### WHAT YOU ARE ASKED TO DO
Reproduce the following items line for line, omitting the pictures from your answer.

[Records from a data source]
----------

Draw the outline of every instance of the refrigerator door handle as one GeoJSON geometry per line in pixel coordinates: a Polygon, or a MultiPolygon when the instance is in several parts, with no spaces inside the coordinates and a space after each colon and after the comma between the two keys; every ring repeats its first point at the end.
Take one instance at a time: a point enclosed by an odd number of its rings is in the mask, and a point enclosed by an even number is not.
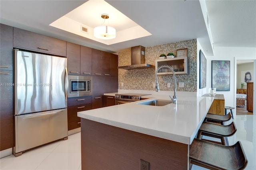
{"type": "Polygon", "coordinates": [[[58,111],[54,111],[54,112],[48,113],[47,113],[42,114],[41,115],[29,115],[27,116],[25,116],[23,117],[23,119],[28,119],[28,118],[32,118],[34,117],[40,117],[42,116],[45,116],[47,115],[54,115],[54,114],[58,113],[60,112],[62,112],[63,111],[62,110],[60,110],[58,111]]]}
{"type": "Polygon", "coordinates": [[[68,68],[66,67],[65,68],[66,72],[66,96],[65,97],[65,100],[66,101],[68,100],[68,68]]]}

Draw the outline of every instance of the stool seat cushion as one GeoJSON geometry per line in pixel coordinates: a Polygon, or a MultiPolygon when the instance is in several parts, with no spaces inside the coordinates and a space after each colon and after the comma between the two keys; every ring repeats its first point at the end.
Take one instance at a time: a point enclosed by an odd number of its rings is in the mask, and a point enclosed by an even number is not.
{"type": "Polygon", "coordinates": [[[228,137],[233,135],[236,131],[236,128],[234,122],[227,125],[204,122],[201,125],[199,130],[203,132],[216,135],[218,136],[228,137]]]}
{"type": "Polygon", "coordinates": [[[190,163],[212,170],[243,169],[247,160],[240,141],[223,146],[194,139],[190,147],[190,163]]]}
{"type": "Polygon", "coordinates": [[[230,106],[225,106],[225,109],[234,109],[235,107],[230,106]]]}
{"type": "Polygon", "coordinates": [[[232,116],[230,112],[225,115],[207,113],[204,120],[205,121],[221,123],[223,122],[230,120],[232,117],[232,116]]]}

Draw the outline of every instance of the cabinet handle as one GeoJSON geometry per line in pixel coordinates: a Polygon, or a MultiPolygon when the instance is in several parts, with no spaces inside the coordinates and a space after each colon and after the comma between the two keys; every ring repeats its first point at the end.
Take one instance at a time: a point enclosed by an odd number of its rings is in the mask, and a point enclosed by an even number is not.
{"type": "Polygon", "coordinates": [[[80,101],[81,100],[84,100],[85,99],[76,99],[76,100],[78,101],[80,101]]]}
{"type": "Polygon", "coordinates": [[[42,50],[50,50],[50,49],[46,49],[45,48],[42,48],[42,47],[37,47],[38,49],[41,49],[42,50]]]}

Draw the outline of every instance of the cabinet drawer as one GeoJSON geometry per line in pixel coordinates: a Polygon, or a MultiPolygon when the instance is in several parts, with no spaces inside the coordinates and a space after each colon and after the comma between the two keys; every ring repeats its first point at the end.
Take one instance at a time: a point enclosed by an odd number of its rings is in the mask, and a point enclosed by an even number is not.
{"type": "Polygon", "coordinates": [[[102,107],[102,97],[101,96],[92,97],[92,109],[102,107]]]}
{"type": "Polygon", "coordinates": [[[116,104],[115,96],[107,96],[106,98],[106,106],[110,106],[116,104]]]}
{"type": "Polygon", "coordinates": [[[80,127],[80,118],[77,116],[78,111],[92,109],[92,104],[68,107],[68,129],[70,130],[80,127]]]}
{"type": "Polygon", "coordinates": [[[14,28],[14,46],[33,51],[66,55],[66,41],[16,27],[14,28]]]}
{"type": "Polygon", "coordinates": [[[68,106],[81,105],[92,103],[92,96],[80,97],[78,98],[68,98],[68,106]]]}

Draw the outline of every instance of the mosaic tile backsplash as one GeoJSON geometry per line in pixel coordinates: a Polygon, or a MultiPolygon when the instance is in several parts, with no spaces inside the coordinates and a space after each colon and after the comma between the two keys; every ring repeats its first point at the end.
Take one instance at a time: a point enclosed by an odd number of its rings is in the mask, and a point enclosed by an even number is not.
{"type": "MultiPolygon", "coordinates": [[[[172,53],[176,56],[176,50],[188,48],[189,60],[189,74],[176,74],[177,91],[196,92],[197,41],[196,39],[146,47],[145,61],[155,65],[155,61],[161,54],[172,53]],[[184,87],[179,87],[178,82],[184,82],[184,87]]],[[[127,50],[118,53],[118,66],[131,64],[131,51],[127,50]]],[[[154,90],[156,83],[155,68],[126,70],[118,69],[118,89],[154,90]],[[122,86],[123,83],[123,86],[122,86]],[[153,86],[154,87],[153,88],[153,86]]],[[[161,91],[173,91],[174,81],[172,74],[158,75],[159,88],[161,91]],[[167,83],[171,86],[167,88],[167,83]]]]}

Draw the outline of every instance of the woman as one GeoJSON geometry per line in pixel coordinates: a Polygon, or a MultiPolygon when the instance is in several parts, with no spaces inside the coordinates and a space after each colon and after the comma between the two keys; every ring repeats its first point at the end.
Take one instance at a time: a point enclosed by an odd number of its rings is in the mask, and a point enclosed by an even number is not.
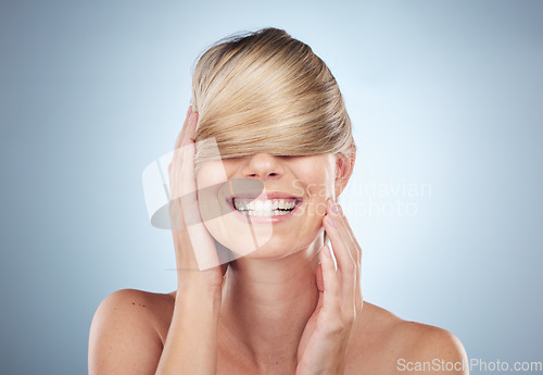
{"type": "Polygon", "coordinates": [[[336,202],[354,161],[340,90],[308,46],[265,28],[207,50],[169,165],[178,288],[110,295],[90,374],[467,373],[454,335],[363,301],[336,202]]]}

----------

### EXERCISE SOLUTION
Draw the outline of every instance of the refrigerator door handle as one GeoJSON geometry per line in pixel coordinates: a Polygon, or a MultiPolygon when the instance is in several parts, with no spaces inside the coordinates and a space after each colon and after the comma between the two keys; every ring repeats its first point at the end.
Take one instance at a time: a point enclosed by an odd number of its rings is in the mask, and a point enclosed by an even number is not.
{"type": "Polygon", "coordinates": [[[58,111],[54,111],[54,112],[48,113],[47,113],[42,114],[41,115],[29,115],[27,116],[25,116],[23,117],[23,119],[28,119],[28,118],[32,118],[34,117],[40,117],[42,116],[45,116],[47,115],[54,115],[54,114],[58,113],[60,112],[62,112],[63,111],[62,110],[60,110],[58,111]]]}
{"type": "Polygon", "coordinates": [[[68,68],[66,67],[65,68],[66,72],[66,96],[65,97],[65,100],[66,101],[68,100],[68,68]]]}

Draw the outline of every instance of the stool seat cushion as one GeoJSON geometry per line in pixel coordinates: a Polygon, or a MultiPolygon when the instance is in several parts, with no spaces inside the coordinates and a space after each colon and after the comma between the two keys; every ring repeats its first point at the end.
Take one instance at a time: a point enclosed by an odd number of its rings is in the mask, and a point enclosed by an even number is not.
{"type": "Polygon", "coordinates": [[[228,137],[233,135],[236,131],[236,128],[234,122],[227,125],[204,122],[201,125],[199,130],[203,132],[216,135],[218,136],[228,137]]]}
{"type": "Polygon", "coordinates": [[[190,163],[212,170],[243,169],[247,160],[240,141],[223,146],[194,139],[190,147],[190,163]]]}
{"type": "Polygon", "coordinates": [[[230,106],[225,106],[225,109],[234,109],[235,107],[230,106]]]}
{"type": "Polygon", "coordinates": [[[232,116],[230,112],[225,115],[207,113],[204,120],[205,121],[221,123],[223,122],[230,120],[232,117],[232,116]]]}

Draw the outline of every instance of the cabinet handle as one GeoJSON geometry per line in pixel coordinates: a Polygon, or a MultiPolygon when the instance is in several parts, with no spaces inside the coordinates and a space after each colon and after the comma between the two keys; every ring repeats its first point at the end.
Take one instance at a time: a point enclosed by an odd number of its rings is in the mask, and a point enclosed by an even number is not.
{"type": "Polygon", "coordinates": [[[80,101],[81,100],[84,100],[85,99],[76,99],[76,100],[78,101],[80,101]]]}
{"type": "Polygon", "coordinates": [[[42,50],[50,50],[50,49],[46,49],[45,48],[42,48],[42,47],[37,47],[38,49],[41,49],[42,50]]]}

Draw the outline of every instance of the cabinet drawer as one GeoJSON geometry per line in pixel coordinates: a Polygon, or a MultiPolygon when the instance is in several parts, with no spaces inside the coordinates and a space after each colon and after the comma between the two keys; every ring repeats its first point at the end.
Take one instance at a time: a point enclosed by an odd number of its rings is in the mask, and a point enclosed by an even number is not.
{"type": "Polygon", "coordinates": [[[102,107],[102,97],[101,96],[92,97],[92,109],[102,107]]]}
{"type": "Polygon", "coordinates": [[[116,104],[115,96],[107,96],[106,98],[106,106],[110,106],[116,104]]]}
{"type": "Polygon", "coordinates": [[[80,127],[80,118],[77,116],[78,111],[92,109],[92,104],[68,107],[68,129],[70,130],[80,127]]]}
{"type": "Polygon", "coordinates": [[[14,28],[14,46],[33,51],[66,55],[66,41],[16,27],[14,28]]]}
{"type": "Polygon", "coordinates": [[[68,106],[81,105],[92,103],[92,96],[80,97],[78,98],[68,98],[68,106]]]}

Draw the outline of every instance of the mosaic tile backsplash as one GeoJSON geometry per line in pixel coordinates: a Polygon, or a MultiPolygon when the instance is in several parts, with no spaces inside the coordinates and a space after each colon and after the comma between the two keys; every ring repeats its first point at the end.
Take one instance at a time: a point enclosed by an odd number of its rings is in the mask, and a point enclosed by an even number is not.
{"type": "MultiPolygon", "coordinates": [[[[172,53],[176,56],[176,50],[188,48],[189,60],[189,74],[176,74],[177,91],[196,92],[197,41],[196,39],[146,47],[145,61],[155,65],[155,61],[161,54],[172,53]],[[184,87],[179,87],[178,82],[184,82],[184,87]]],[[[127,50],[118,53],[118,66],[131,64],[131,51],[127,50]]],[[[154,90],[156,83],[155,68],[126,70],[118,69],[118,89],[154,90]],[[122,86],[123,83],[123,86],[122,86]],[[153,86],[154,87],[153,88],[153,86]]],[[[161,91],[173,91],[174,81],[172,74],[158,75],[159,88],[161,91]],[[167,83],[171,86],[167,88],[167,83]]]]}

Draw the outline of every instance of the woman as one GeoJSON geometry per line in pixel coordinates: a Polygon, or a MultiPolygon when the instance is in several parts, with no spaces inside the coordinates and a space after each colon and after the comma between the two keys; every ring repeats its first point at the end.
Take one instance at a time: a point enclosed by an odd number of its rings is in the mask, and a point enclosed by an even number is not.
{"type": "Polygon", "coordinates": [[[336,202],[354,161],[340,90],[308,46],[265,28],[207,50],[169,165],[178,288],[110,295],[90,374],[467,373],[454,335],[363,301],[336,202]]]}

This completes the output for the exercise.